**Required task:**
With the pictures left out, copy the listing below exactly.

**Information provided:**
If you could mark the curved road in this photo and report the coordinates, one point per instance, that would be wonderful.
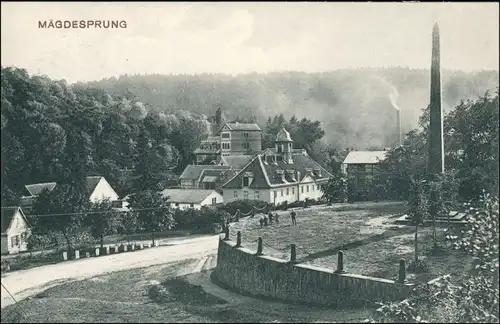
(25, 283)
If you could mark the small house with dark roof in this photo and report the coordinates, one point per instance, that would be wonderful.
(15, 230)
(278, 175)
(205, 176)
(237, 162)
(240, 139)
(98, 189)
(362, 169)
(192, 198)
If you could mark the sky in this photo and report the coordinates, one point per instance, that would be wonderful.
(238, 37)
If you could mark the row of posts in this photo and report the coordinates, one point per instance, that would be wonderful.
(108, 250)
(253, 212)
(293, 256)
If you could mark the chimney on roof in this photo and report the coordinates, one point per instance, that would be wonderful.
(218, 116)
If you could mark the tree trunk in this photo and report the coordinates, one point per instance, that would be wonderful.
(416, 243)
(102, 232)
(68, 242)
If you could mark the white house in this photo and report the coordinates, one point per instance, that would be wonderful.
(98, 189)
(15, 230)
(192, 198)
(278, 175)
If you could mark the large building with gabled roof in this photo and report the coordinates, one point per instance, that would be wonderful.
(278, 175)
(362, 169)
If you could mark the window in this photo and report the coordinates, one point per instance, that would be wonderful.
(14, 241)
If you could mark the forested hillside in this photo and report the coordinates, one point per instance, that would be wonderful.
(52, 131)
(354, 106)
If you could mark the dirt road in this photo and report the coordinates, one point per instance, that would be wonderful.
(25, 283)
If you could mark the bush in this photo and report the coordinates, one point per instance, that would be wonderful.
(5, 266)
(199, 221)
(418, 267)
(244, 206)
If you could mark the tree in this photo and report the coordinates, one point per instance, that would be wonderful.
(417, 207)
(152, 210)
(61, 210)
(101, 219)
(335, 190)
(471, 299)
(129, 223)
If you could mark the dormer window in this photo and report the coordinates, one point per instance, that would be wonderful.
(247, 179)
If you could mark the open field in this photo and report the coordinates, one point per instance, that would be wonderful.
(371, 242)
(163, 294)
(318, 230)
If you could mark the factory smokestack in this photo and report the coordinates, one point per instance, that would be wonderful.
(398, 127)
(436, 146)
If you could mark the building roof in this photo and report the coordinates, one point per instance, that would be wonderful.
(242, 127)
(283, 136)
(92, 182)
(187, 196)
(37, 188)
(365, 157)
(264, 170)
(193, 172)
(206, 151)
(238, 162)
(8, 214)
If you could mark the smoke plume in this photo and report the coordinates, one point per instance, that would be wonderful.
(393, 94)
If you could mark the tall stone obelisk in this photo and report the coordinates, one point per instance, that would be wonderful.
(435, 164)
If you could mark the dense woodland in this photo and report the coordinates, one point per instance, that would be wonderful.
(354, 106)
(139, 132)
(52, 131)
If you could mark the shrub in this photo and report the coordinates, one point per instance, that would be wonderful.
(5, 266)
(244, 206)
(419, 266)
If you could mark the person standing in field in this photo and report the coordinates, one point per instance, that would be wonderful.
(294, 219)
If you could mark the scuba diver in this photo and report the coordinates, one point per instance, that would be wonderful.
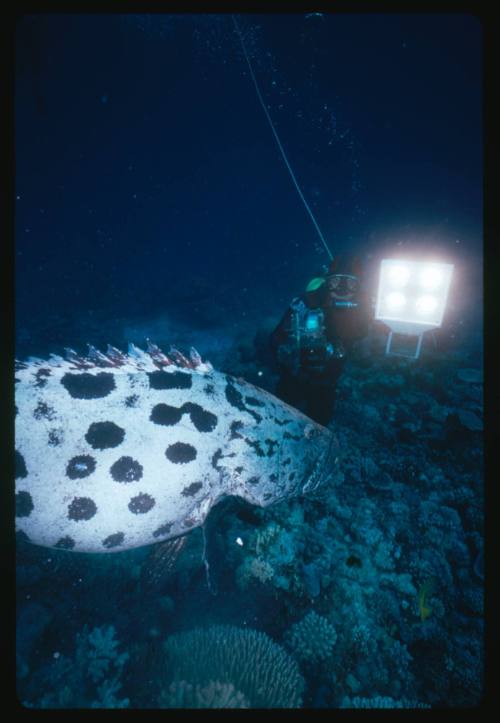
(311, 342)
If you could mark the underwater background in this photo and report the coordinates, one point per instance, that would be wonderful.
(152, 202)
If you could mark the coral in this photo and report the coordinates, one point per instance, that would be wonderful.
(248, 659)
(214, 694)
(91, 678)
(312, 638)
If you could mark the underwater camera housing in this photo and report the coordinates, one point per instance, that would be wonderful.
(411, 298)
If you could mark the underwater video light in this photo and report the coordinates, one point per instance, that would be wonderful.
(312, 321)
(412, 297)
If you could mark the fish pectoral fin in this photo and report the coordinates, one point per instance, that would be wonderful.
(161, 562)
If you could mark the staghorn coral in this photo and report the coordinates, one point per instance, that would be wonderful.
(312, 638)
(248, 659)
(214, 694)
(91, 678)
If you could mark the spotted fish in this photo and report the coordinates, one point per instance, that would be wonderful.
(115, 450)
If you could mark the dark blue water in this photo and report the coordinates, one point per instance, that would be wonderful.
(153, 202)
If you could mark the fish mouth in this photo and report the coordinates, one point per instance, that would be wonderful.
(324, 468)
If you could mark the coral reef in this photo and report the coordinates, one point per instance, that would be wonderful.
(213, 694)
(312, 639)
(90, 678)
(248, 659)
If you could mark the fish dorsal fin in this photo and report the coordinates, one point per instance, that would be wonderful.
(135, 358)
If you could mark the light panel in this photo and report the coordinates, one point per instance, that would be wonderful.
(412, 294)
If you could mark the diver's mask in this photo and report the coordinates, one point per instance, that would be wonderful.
(342, 287)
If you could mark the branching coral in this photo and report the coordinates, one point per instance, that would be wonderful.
(249, 660)
(312, 638)
(181, 694)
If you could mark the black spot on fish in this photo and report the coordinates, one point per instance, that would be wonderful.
(113, 540)
(21, 537)
(271, 443)
(255, 444)
(65, 543)
(254, 402)
(203, 421)
(103, 435)
(41, 377)
(88, 386)
(165, 414)
(43, 411)
(126, 469)
(235, 426)
(80, 466)
(180, 453)
(24, 504)
(21, 470)
(282, 422)
(141, 504)
(216, 457)
(193, 488)
(163, 530)
(353, 561)
(82, 508)
(169, 380)
(55, 437)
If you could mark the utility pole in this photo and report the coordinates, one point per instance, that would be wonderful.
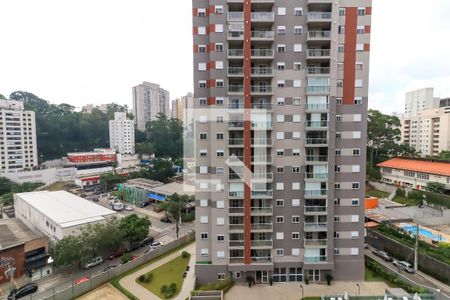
(416, 246)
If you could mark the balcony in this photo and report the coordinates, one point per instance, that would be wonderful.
(261, 90)
(318, 35)
(311, 142)
(315, 227)
(313, 107)
(262, 53)
(318, 53)
(316, 193)
(315, 210)
(318, 71)
(262, 72)
(315, 259)
(319, 16)
(317, 158)
(316, 124)
(262, 35)
(321, 176)
(317, 90)
(315, 243)
(263, 17)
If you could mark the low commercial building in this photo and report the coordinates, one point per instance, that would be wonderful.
(26, 249)
(58, 214)
(415, 173)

**Complete answer:**
If you could mark the curved road in this photo and report the coordinates, one point per instance, that would be wonderful.
(25, 283)
If you could mark the small house with dark roof in this photo and report the coordinates, one point per instance, that would be wonderful.
(15, 230)
(278, 175)
(205, 176)
(237, 162)
(240, 139)
(98, 189)
(362, 169)
(192, 198)
If you could mark the sky in this photo and report the coordinates, one point per instance, that would be wonderful.
(238, 37)
If you could mark the row of posts in this photo and report the coordinates, one point per instance, that would be wonderful.
(108, 250)
(253, 212)
(293, 256)
If you could mark the chimney on roof in this photo and report the coordinates, one point per instance, that would be wonderful.
(218, 116)
If you could mark the tree trunk in this photo and report the coordinates, one point per instance, that would be wonderful.
(416, 243)
(102, 232)
(68, 242)
If you could mark the white house in this photo and report the coordinates, one point per instance, that would be wonderful.
(98, 189)
(15, 230)
(192, 198)
(278, 175)
If you could mark the large building with gabled roof in this photo and report the coordinates, one point per instance, that would be wonderful.
(278, 175)
(362, 169)
If you could mark the window in this photo and report the coordinates, one point per instance, that would be wonderful.
(14, 241)
If you could mark the forested hillside in this photo and report the coordinates, one point per instance, that would be wonderful.
(52, 131)
(354, 106)
If you could mark the dirt road in this photo and report the coordinates, one point per instance, that would be wonderful.
(25, 283)
If you could mark the bush in this photo and report the coordinates, one point per instance, that would be wonderful.
(5, 266)
(199, 221)
(418, 267)
(244, 206)
If you could mark the tree in this photo and report the coordinates, one point per instance, that would be wonderful.
(417, 207)
(152, 210)
(61, 210)
(101, 219)
(335, 190)
(471, 299)
(129, 223)
If you could mark the dormer window in this photo and report the coordinates, one point per instance, that would be wonderful.
(247, 179)
If you could mark the open field in this photo and report the coordinates, one point per instance, that would be wonderful.
(371, 242)
(163, 294)
(318, 230)
If you could mark the factory smokestack in this photo and report the coordinates, one point per instance, that would be wonderful.
(398, 127)
(436, 146)
If you could mark the building roof in this photo and report the coordinates, one point per instance, that would be wonderful.
(242, 127)
(283, 136)
(92, 182)
(187, 196)
(37, 188)
(365, 157)
(264, 170)
(193, 172)
(206, 151)
(238, 162)
(8, 214)
If you could mark the smoke plume in this photo and report the coordinates, one point per instance, that would be wonderful.
(393, 94)
If you could mark the tall stone obelisk in this photo and report the coordinates, one point per instance, that would be wonderful.
(435, 164)
If you could mark the dense woodland in this photo and report the coordinates, one point per instance, that would be wonderful.
(354, 106)
(139, 132)
(52, 131)
If you could mark the shrub in this photo and report the coordinates, one point per instance, that would be wonderful.
(5, 266)
(244, 206)
(419, 266)
If you could mark the person standing in field in this photo and report the coordinates, one point per instance, that would be wonderful.
(294, 219)
If you could mark the scuba diver in this photo and report the coordinates, one point per instance, that would be wonderful.
(311, 342)
If you could mark the underwater background in this photo and report the coordinates, one point per instance, that would be wonderful.
(152, 202)
If you could mark the coral in this photo and report the coordinates, one point per instance, that would be wonderful.
(248, 659)
(214, 694)
(91, 678)
(312, 638)
If you could mark the underwater camera housing in this photo and report the coordinates, one point per instance, that would be wonderful.
(411, 298)
If you could mark the underwater video light in this photo and report the coordinates, one point per instance, that would be wonderful.
(312, 321)
(412, 297)
If you could mark the fish pectoral fin in this photo and report the coordinates, one point per instance, that would be wonderful.
(161, 562)
If you could mark the staghorn coral in this photo and report the coordinates, one point per instance, that would be wonderful.
(312, 638)
(248, 659)
(214, 694)
(91, 678)
If you could mark the spotted fish in this photo and report the coordinates, one point per instance, that would be wonderful.
(115, 450)
If you could mark the dark blue water in this photo and report the coordinates, one point per instance, that would be wonderful.
(153, 202)
If you could mark the fish mouth in this photo and report the coordinates, one point per instance, that would be wonderful.
(324, 468)
If you could mark the coral reef in this photo and report the coordinates, one point per instance, that would be wonderful.
(213, 694)
(312, 639)
(90, 678)
(248, 659)
If you could mark the fish dorsal fin in this photo and report the coordinates, one point per instance, that would be wonderful.
(135, 358)
If you could mark the light panel in this photo and report the coordinates, one point per instance, that would be wonderful.
(412, 294)
If you could mark the diver's mask in this photo and report the coordinates, one point per instance, that would be wonderful.
(342, 287)
If you could mark the branching coral in this photo and report the coordinates, one point per instance, that would be wonderful.
(249, 660)
(312, 638)
(181, 694)
If you could mark the black spot on fish in this photo and report the coordinates, one point per instance, that would be wonderful.
(113, 540)
(21, 537)
(271, 443)
(255, 444)
(65, 543)
(254, 402)
(203, 421)
(103, 435)
(41, 377)
(88, 386)
(165, 414)
(43, 411)
(126, 469)
(235, 426)
(80, 466)
(180, 453)
(24, 504)
(21, 470)
(282, 422)
(141, 504)
(216, 457)
(193, 488)
(163, 530)
(353, 561)
(82, 508)
(169, 380)
(55, 437)
If you could mark the utility pole in this photo and report the coordinates, one point per instance, that would be wonderful.
(416, 246)
If you could mark the balcony in this photo and report the coordinates, one point per instance, that would be wonderful.
(261, 90)
(318, 35)
(311, 142)
(315, 227)
(313, 107)
(262, 53)
(318, 53)
(316, 193)
(315, 210)
(318, 71)
(262, 72)
(315, 259)
(319, 16)
(317, 158)
(316, 124)
(262, 35)
(321, 176)
(317, 90)
(315, 243)
(263, 17)
If you could mark the low commercial building in this photo and report the coordinates, one point per instance, that would be wonderful.
(26, 249)
(58, 214)
(415, 173)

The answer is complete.